## What the task requires
Format each line of the records below as a numbered list, omitting any blank lines. Leave the pictures out of the answer.

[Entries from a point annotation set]
#####
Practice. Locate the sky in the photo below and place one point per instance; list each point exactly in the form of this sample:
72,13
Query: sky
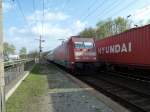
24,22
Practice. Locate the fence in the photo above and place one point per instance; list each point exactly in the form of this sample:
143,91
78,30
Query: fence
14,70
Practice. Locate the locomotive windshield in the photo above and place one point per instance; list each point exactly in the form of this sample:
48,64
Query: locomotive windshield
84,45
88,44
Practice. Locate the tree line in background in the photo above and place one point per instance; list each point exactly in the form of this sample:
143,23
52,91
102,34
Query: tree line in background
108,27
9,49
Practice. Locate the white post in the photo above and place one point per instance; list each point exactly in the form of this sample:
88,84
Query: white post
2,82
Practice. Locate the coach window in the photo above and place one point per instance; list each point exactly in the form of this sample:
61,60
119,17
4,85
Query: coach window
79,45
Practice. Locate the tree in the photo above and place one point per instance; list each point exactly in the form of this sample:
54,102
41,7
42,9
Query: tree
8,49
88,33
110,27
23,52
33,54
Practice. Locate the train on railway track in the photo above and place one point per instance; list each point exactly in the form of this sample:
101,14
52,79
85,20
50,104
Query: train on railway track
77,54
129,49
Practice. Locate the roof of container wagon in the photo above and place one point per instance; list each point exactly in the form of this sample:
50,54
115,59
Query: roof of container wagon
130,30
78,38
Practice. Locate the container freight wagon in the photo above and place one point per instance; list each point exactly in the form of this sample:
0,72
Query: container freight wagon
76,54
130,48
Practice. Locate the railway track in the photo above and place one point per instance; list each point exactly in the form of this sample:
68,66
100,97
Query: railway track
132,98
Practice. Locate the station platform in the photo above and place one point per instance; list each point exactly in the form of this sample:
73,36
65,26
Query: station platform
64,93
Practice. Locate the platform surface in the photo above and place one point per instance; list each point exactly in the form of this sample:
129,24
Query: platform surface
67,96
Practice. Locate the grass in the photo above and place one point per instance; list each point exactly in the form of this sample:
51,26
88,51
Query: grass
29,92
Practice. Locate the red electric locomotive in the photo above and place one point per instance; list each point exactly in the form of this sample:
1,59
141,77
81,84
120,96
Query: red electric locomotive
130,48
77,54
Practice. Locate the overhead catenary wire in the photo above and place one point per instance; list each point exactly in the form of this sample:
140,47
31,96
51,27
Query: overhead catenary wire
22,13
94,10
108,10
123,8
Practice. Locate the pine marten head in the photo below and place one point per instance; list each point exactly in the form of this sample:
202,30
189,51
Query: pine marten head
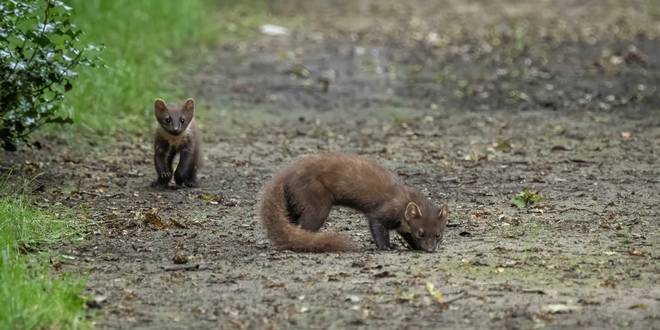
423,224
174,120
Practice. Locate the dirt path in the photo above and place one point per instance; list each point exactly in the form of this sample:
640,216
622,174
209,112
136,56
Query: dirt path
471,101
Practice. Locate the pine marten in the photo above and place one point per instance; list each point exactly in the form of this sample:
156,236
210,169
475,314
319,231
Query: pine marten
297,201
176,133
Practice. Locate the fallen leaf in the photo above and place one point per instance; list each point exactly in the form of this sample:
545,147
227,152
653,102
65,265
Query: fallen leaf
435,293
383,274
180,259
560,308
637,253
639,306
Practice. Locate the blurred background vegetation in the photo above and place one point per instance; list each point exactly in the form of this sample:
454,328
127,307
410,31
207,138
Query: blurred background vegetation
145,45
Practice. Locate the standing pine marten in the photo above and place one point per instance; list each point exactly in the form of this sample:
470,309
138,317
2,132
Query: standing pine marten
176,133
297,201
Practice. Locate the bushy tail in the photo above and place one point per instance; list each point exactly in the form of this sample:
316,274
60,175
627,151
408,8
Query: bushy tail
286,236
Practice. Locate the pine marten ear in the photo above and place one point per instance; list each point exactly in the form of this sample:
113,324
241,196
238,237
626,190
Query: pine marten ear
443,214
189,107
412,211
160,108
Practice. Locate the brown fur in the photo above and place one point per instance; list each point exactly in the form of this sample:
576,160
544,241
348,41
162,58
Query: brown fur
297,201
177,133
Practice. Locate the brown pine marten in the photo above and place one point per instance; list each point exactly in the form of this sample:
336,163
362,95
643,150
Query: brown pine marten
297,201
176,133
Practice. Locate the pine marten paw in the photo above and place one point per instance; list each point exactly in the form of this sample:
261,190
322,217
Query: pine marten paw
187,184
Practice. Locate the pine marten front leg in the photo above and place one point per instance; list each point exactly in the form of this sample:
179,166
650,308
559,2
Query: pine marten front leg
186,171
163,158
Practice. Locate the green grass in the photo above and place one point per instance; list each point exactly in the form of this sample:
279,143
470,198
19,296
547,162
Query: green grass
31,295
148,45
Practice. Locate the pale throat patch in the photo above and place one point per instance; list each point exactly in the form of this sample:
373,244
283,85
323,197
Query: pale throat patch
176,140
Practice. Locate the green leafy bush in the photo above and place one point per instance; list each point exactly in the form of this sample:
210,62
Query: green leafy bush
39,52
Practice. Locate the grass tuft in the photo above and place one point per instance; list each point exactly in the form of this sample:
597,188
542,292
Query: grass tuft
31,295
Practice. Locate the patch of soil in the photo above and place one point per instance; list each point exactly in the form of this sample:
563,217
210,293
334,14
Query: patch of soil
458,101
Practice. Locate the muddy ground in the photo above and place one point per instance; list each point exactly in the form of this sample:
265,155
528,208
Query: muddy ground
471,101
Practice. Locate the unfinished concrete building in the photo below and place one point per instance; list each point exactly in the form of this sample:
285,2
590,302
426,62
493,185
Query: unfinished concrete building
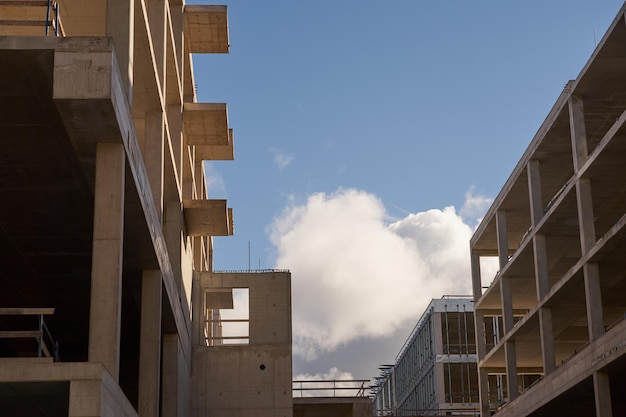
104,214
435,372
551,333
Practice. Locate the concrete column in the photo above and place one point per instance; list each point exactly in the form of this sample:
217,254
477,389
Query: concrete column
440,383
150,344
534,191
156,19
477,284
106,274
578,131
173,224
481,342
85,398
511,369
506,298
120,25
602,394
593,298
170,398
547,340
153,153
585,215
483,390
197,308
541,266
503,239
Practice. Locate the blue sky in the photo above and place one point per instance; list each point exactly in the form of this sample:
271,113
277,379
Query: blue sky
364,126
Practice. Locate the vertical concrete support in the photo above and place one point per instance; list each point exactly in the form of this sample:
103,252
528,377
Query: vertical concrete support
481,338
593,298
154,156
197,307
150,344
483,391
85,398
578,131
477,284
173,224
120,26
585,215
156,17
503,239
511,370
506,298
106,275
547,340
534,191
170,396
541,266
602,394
#####
## Completed task
1. Practice. Locate the sky in the photo below and place one point per instance; list each point exactly in the form of this sample:
2. 72,13
3. Query: sky
4. 24,22
5. Practice. Locate the fence in the photo above and place one point per instance; list each point exactly in the form of this sample:
6. 143,91
7. 78,30
8. Query: fence
9. 14,70
10. Practice. Locate the locomotive windshield in the photo above and place one point per instance; list each point exactly in the form of this sample:
11. 48,64
12. Query: locomotive windshield
13. 84,45
14. 88,44
15. Practice. Locate the tree line in background in the photo above and place one point per instance; list each point exactly in the form of this sample:
16. 143,23
17. 52,91
18. 102,34
19. Query: tree line in background
20. 108,27
21. 9,49
22. Practice. Locate the white post in the photo above and place one point per instance; list each point exactly in the form of this sample:
23. 88,84
24. Query: white post
25. 2,82
26. Practice. Locate the coach window in the photo above and place one point per instance; list each point exactly in the form of this sample:
27. 61,60
28. 119,17
29. 4,85
30. Query: coach window
31. 79,45
32. Practice. Locate the tree in the photo above and place one point per instance; list each point exactly in the form of this sample:
33. 54,102
34. 41,7
35. 42,9
36. Query: tree
37. 8,49
38. 88,33
39. 110,27
40. 23,52
41. 33,54
42. Practice. Locate the train on railway track in the photo above and place one point per instance; list each point exactly in the form of this sample:
43. 101,14
44. 52,79
45. 85,20
46. 50,104
47. Query: train on railway track
48. 77,54
49. 129,49
50. Practice. Locate the roof of container wagon in the photo above and place one point per instance; list each point exactly in the form of this sample:
51. 50,54
52. 115,59
53. Query: roof of container wagon
54. 130,30
55. 78,38
56. Practice. Locate the container freight wagon in the photo above and place one point per instance; list each point exactly in the form of this sample:
57. 0,72
58. Query: container freight wagon
59. 76,54
60. 130,48
61. Practice. Locate the railway track in the photo above and place one point per instance; list each point exactly in the form of this sample:
62. 68,66
63. 100,97
64. Query: railway track
65. 132,98
66. Practice. Locate the station platform in the photo above and place one point per instance; list each point exactly in the form of this sample:
67. 73,36
68. 65,26
69. Query: station platform
70. 64,93
71. Practice. Locate the platform surface in the photo above and place one point per instance; list each point exactly in the form of this sample:
72. 129,24
73. Query: platform surface
74. 67,96
75. Practice. Locate the grass in the photo above and place one point per instance; list each point exactly in the form of this sample:
76. 51,26
77. 88,51
78. Query: grass
79. 29,92
80. Practice. Locate the red electric locomotive in the photo above and place one point per instance; list each point exactly in the form of this sample:
81. 1,59
82. 141,77
83. 81,84
84. 120,96
85. Query: red electric locomotive
86. 130,48
87. 77,54
88. Practice. Locate the overhead catenary wire in the photo above and place one point per instance; list each point exactly in the form of this sample:
89. 140,47
90. 31,96
91. 51,27
92. Query: overhead catenary wire
93. 22,13
94. 94,10
95. 108,10
96. 123,8
97. Practice. Locate the pine marten head in the photo below and place one point per instance; list each point exactly in the form of this sample:
98. 202,30
99. 189,51
100. Query: pine marten head
101. 423,224
102. 174,120
103. Practice. Locate the dirt path in the photo above and place one point per instance; list each point exactly in the form of this sample:
104. 640,216
105. 622,174
106. 209,112
107. 136,56
108. Query: dirt path
109. 471,101
110. Practice. Locate the pine marten in the photo above and place one point per instance; list each point exactly in the form of this sample:
111. 156,236
112. 210,169
113. 475,314
114. 319,231
115. Query: pine marten
116. 297,201
117. 176,133
118. Practice. Locate the fallen leaf in the photo above and place one point per instance; list each point exactly in the form of this sample:
119. 545,147
120. 227,152
121. 653,102
122. 65,265
123. Query: fallen leaf
124. 435,293
125. 383,274
126. 180,259
127. 560,308
128. 637,253
129. 639,306
130. Practice. Locate the blurred background vegetation in the photo above and place one point per instance; list each point exactly in the form of this sample:
131. 454,328
132. 127,307
133. 410,31
134. 207,138
135. Query: blurred background vegetation
136. 145,45
137. Practice. Locate the standing pine marten in the photo above and place one point per instance; list each point exactly in the form of this sample:
138. 470,309
139. 138,317
140. 2,132
141. Query: standing pine marten
142. 176,133
143. 297,201
144. Practice. Locate the bushy tail in the photo above and place one point per instance; list each point exactly in the form of this sample:
145. 316,274
146. 60,175
147. 627,151
148. 408,8
149. Query: bushy tail
150. 286,236
151. Practice. Locate the pine marten ear in the photo above and place one point per instance; list each point exactly in the form of this sample:
152. 113,324
153. 241,196
154. 238,237
155. 626,190
156. Query: pine marten ear
157. 443,214
158. 189,107
159. 412,211
160. 160,108
161. Practice. Locate the brown fur in the photo above and place one point per instance; list each point exactly in the form of this sample:
162. 576,160
163. 544,241
164. 348,41
165. 162,58
166. Query: brown fur
167. 297,201
168. 177,133
169. Practice. Locate the brown pine marten in the photo above and place one point per instance; list each point exactly in the form of this sample:
170. 336,163
171. 362,95
172. 643,150
173. Query: brown pine marten
174. 297,201
175. 176,133
176. Practice. Locate the pine marten paw in the photo above and place one point per instance; list each point exactly in the form of this sample:
177. 261,190
178. 322,217
179. Query: pine marten paw
180. 187,184
181. Practice. Locate the pine marten front leg in the photo above and place one point per instance; list each point exactly in the form of this sample:
182. 179,166
183. 650,308
184. 559,2
185. Query: pine marten front leg
186. 186,171
187. 163,158
188. Practice. Locate the green grass in the photo above and place one point per instance; list each point exactly in the form of this sample:
189. 279,143
190. 470,198
191. 19,296
192. 547,162
193. Query: green grass
194. 31,295
195. 148,45
196. Practice. Locate the pale throat patch in the photo above and place one point per instance; list each point exactly in the form of this sample:
197. 373,244
198. 283,85
199. 323,197
200. Query: pale throat patch
201. 176,140
202. Practice. Locate the green leafy bush in the photo above and place one point per instance; list each point exactly in the form of this sample:
203. 210,62
204. Query: green leafy bush
205. 39,52
206. Practice. Locate the grass tuft in the photo above and place one point per instance; list each point exactly in the form of this sample:
207. 597,188
208. 542,292
209. Query: grass tuft
210. 31,295
211. Practice. Locate the patch of soil in the photo above and place one point per instance; list each point exactly in the form of this sample:
212. 563,217
213. 210,293
214. 334,14
215. Query: patch of soil
216. 458,101
217. Practice. Locate the muddy ground in the photo above and place one point per instance; list each point exactly in the form of this sample:
218. 265,155
219. 528,208
220. Query: muddy ground
221. 471,101
222. Practice. Locate the unfinished concrete building in the photo below and place one point per instance; list each point exactly in the form of this sample:
223. 285,2
224. 590,302
225. 426,62
226. 493,185
227. Query: unfinished concrete building
228. 104,214
229. 435,372
230. 551,333
231. Practice. Locate the concrete column in the photo above and place one point per instance; list each point exactly in the form of this sample:
232. 217,254
233. 477,389
234. Query: concrete column
235. 440,383
236. 150,344
237. 534,191
238. 156,19
239. 477,284
240. 106,274
241. 578,131
242. 173,224
243. 481,342
244. 85,398
245. 511,369
246. 506,298
247. 120,25
248. 602,394
249. 593,298
250. 170,398
251. 547,340
252. 153,153
253. 585,215
254. 483,390
255. 197,308
256. 541,266
257. 503,239
258. Practice. Locate the blue sky in the photo above and place one point per instance; list each point exactly in the form of this sample:
259. 271,113
260. 277,379
261. Query: blue sky
262. 364,126
263. Practice. Locate the vertical concrete support in the photo above and place one point per instance; list each point exactly in the form of this sample:
264. 103,252
265. 528,377
266. Query: vertical concrete support
267. 481,338
268. 593,298
269. 154,156
270. 197,307
271. 150,344
272. 483,391
273. 85,398
274. 578,131
275. 477,284
276. 173,224
277. 120,26
278. 585,215
279. 156,17
280. 503,239
281. 511,370
282. 506,298
283. 106,275
284. 547,340
285. 534,191
286. 170,396
287. 541,266
288. 602,394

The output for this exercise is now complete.